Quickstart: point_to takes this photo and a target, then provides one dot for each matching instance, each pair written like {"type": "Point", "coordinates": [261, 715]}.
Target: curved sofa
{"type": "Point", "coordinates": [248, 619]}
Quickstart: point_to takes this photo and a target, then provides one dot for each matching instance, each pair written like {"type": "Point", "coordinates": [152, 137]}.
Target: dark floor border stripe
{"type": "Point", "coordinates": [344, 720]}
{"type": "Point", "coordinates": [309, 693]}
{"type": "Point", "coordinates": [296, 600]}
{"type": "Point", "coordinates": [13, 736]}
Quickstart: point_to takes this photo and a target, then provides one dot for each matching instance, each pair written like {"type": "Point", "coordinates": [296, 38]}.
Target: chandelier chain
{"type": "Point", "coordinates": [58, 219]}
·····
Sustituye "one dot" por "one marker" en todos los registros y vuelve a escribirlos sin cambiar nada más.

Quickstart: point_to takes this photo and a target, then provides one marker for each matching instance, each pair written like {"type": "Point", "coordinates": [261, 715]}.
Target: curved sofa
{"type": "Point", "coordinates": [248, 619]}
Quickstart: point_to takes this photo and a target, then provides one marker for each matching instance, each pair written like {"type": "Point", "coordinates": [152, 137]}.
Target: dark floor border stripe
{"type": "Point", "coordinates": [344, 720]}
{"type": "Point", "coordinates": [309, 693]}
{"type": "Point", "coordinates": [296, 600]}
{"type": "Point", "coordinates": [13, 736]}
Quickstart: point_to takes this photo and a target, then provides one marker for each matching instance, each pair written like {"type": "Point", "coordinates": [296, 38]}.
Target: chandelier chain
{"type": "Point", "coordinates": [58, 219]}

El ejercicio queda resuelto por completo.